*** Given text

Thank you, Mr. Chairman.
My name is Kevin Stringer and I'm the director general of the petroleum resources branch with NRCan. I have with me today Dr. Hassan Hamza, who is the director general of the CANMET Energy Technology Centre in Devon, just outside of Edmonton. Also with me is Kevin Cliffe, who is a director in the petroleum resources branch with the oil division.
I would like to make a brief presentation on the oil sands.
As you begin your study, which we look forward to reviewing once it's done, we really appreciate the opportunity to start with a bit of an overview about what the oil sands is all about, and some of the broad issues that the Government of Canada and Canadians generally are facing with respect to the oil sands.
Slide two is an overview of what we'd like to go through. We will talk about what oil sands are. This is a fairly complex issue, and Dr. Hamza will be able to speak to any questions you may have in that regard. I'll also talk about the history of the oil sands. It has become a major issue in Canada very quickly.
We want to speak to the economic opportunity that oil sands present for Canadians, and some of the economic and social challenges we're facing around the oil sands opportunities.

******

• **Exercise instructions**: Carry the oil sands testimony forward from its final sentence, keeping the witness's voice and the plan laid out for the presentation.

*** Data supplied

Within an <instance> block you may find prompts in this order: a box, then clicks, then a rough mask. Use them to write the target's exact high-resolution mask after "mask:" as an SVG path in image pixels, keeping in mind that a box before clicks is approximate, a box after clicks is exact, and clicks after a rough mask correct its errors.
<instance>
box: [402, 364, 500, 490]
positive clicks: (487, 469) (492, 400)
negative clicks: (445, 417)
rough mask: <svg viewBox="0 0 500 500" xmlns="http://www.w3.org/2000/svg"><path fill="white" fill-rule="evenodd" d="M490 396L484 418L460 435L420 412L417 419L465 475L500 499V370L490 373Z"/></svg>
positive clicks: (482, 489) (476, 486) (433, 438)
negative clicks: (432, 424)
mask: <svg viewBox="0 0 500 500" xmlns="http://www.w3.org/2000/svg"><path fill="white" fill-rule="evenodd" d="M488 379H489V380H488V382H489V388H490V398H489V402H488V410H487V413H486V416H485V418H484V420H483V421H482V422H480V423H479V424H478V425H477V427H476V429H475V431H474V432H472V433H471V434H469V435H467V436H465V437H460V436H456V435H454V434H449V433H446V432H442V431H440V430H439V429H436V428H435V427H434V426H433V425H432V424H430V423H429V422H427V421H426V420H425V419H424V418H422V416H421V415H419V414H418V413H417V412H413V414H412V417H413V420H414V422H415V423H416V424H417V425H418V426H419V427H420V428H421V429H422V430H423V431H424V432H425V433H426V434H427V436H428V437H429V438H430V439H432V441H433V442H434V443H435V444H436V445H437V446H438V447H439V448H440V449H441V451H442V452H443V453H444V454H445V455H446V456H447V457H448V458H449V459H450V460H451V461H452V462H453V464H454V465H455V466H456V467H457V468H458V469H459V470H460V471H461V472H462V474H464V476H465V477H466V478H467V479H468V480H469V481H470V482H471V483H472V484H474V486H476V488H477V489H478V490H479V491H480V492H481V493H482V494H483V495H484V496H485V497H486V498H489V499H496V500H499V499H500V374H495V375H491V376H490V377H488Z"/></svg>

******

• **Answer to this exercise**:
I'll speak about some of the environmental concerns and issues that have arisen in the areas of air, land, and water, and how we're addressing those in different areas. The provinces own and manage the resource, but the federal government has an important role, and we work with the provinces in that regard.
Then I'll speak about the way ahead, and give you some of our thoughts about moving ahead on this very important issue.
Now to slide three.
The oil sands are primarily located in north-eastern Alberta. However, there are significant oil deposits in Saskatchewan as well.
This really is mostly, but certainly not exclusively, an Alberta resource. There are significant pieces across the Saskatchewan border. But it is a significant area: 178 billion barrels of oil reserves in Canada, of which 173 billion or 174 billion is oil sands. So it is a major part of Canada's reserves. It's over 40% of Canadian production in terms of oil right now, meeting about 6% of North America's oil needs.
If you look at the different areas, we have the Athabasca area, we have the Lloydminster area and Cold Lake area, and then we have the Peace River area. Taken together, it's about twice the size of New Brunswick, which gives you a general sense of the area where we believe there are oil sands and currently there is some production.
Slide four sets out what oil sands are, and the following two or three slides are fairly scientific. Oil sands are a mixture of wet clay, sand, heavy metals, and bitumen. Bitumen is the heaviest and thickest form of petroleum and is made up of large hydrocarbon molecules. Compared to what is often called “conventional” crude oil, it has higher density, higher viscosity and thickness, higher metal concentrations, and a higher carbon-to-hydrogen ratio. All of this makes it a challenge from an environmental perspective as well as, in many cases, an economic perspective in terms of extracting the resource. Oil sands are usually mined or produced by in situ processes that heat the oil so that it will flow—and I will speak to that in a moment.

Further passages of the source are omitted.